## Problem to work on
Copy out the stretch of the listing below from the line containing "For the benchmark, mark every instance of the glass rim" through the line containing "[[205, 91]]", with both of those lines included.
****
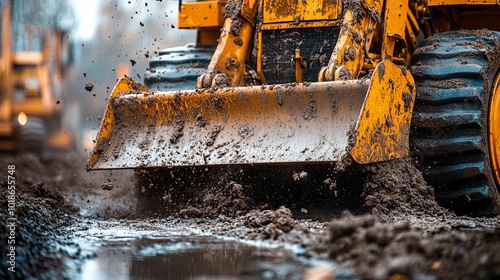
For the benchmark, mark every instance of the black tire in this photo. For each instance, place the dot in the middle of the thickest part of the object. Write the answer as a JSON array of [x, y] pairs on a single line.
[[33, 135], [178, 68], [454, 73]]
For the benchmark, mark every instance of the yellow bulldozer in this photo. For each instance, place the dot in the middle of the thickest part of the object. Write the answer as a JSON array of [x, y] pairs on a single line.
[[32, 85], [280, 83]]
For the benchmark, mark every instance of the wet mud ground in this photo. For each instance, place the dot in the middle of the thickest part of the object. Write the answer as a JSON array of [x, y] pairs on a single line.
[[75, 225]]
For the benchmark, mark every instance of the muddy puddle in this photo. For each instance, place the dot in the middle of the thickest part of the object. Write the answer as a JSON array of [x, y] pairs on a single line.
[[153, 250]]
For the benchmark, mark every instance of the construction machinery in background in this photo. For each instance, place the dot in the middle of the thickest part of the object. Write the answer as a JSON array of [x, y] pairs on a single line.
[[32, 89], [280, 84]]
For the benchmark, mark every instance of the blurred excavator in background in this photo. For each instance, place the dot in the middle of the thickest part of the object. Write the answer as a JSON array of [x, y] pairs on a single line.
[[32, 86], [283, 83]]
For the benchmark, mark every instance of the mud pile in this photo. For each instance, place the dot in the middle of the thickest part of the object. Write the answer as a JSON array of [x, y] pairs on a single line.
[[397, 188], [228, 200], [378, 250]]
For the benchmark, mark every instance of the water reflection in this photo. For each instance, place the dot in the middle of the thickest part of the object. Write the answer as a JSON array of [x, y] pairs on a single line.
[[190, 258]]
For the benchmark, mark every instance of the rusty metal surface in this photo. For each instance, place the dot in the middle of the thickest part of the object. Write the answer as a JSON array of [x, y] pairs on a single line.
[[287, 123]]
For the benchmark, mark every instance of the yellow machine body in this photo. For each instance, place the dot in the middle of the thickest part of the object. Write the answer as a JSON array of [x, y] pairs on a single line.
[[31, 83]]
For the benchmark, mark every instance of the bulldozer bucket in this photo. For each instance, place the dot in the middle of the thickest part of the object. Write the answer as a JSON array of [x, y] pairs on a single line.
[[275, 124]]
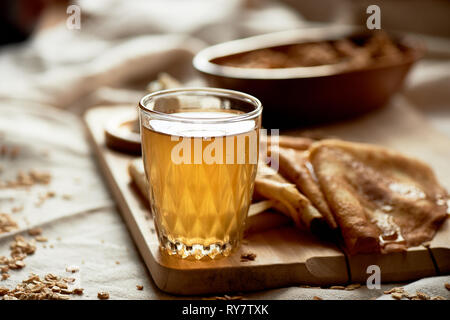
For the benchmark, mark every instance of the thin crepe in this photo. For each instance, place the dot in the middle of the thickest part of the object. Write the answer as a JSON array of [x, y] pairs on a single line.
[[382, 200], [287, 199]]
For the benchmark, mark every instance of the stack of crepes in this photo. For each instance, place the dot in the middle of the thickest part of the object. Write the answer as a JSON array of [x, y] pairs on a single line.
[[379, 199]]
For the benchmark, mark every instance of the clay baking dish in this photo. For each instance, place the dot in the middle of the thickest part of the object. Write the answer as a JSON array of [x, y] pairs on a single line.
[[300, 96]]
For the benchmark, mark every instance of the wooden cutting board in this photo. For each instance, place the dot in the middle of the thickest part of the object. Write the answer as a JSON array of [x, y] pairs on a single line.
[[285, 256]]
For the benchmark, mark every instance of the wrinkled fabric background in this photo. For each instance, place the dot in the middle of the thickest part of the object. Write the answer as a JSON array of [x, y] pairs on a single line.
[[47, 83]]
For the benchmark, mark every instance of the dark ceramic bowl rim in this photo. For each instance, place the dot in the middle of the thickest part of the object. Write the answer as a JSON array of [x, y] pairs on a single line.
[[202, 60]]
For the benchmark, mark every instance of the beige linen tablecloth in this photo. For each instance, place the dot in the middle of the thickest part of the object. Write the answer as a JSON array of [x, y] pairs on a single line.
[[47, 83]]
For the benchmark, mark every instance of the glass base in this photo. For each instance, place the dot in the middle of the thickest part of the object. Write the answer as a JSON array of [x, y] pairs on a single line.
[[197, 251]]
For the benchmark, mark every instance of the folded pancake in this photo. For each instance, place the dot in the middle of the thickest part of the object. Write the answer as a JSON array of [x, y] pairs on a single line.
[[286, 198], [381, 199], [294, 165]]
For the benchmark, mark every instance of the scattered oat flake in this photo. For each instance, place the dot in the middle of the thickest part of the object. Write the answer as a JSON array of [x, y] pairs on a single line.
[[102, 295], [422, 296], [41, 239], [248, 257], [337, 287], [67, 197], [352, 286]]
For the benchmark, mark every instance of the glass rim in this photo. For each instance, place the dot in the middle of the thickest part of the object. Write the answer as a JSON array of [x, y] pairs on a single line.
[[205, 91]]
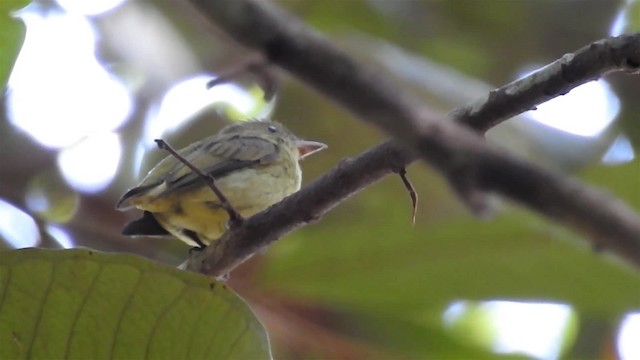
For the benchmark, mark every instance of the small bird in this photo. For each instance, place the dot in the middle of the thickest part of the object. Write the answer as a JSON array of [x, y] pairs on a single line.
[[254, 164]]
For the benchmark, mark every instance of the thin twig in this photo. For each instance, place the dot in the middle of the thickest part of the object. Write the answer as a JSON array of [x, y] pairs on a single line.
****
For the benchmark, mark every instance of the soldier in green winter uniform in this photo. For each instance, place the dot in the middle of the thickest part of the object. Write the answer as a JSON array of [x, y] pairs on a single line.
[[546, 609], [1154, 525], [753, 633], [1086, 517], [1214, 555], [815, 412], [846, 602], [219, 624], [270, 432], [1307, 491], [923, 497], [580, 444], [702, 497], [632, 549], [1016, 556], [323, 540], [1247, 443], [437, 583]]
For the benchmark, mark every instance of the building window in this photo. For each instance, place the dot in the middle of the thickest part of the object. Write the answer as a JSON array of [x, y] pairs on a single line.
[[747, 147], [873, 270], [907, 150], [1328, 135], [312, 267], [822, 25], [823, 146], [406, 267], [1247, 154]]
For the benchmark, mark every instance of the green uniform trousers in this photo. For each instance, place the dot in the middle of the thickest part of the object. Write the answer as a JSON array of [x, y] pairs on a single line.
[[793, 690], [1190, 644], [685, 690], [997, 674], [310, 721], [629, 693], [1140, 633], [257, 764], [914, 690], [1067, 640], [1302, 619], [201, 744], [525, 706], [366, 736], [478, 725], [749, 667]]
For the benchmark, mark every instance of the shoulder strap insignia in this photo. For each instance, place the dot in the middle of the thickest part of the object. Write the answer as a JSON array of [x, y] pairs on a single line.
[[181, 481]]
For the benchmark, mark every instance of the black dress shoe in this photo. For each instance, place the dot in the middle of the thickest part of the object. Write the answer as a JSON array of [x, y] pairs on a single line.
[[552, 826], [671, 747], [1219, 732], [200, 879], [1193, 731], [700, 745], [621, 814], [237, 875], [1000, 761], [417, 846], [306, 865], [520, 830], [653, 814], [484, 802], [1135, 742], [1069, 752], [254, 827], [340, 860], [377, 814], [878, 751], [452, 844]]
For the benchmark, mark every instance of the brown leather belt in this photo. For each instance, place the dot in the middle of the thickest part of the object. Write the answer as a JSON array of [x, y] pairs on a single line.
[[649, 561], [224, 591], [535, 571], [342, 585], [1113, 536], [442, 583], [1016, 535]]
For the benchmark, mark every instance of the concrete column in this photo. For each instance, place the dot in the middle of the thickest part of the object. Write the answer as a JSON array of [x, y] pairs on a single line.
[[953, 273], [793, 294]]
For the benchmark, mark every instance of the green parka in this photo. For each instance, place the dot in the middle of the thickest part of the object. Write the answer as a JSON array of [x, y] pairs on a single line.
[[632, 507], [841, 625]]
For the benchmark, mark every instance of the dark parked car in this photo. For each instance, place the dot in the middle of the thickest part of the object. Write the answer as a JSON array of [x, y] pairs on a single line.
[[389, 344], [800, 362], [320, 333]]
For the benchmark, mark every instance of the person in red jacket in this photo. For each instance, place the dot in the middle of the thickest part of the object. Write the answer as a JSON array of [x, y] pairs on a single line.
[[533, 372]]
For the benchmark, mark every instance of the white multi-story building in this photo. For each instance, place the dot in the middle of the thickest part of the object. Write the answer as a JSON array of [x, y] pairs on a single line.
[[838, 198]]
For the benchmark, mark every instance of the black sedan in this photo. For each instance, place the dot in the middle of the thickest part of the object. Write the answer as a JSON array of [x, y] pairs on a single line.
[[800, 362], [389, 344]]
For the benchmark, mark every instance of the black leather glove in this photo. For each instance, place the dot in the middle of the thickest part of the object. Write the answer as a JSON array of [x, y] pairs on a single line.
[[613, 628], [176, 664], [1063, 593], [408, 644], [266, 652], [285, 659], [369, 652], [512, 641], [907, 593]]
****
## The answer
For the benchmark, mark every instance of the glass rim in this photo. For each instance, place the dot in the middle of the thickest part of the object. Write the answer as a JSON array of [x, y] pairs on a single line.
[[205, 91]]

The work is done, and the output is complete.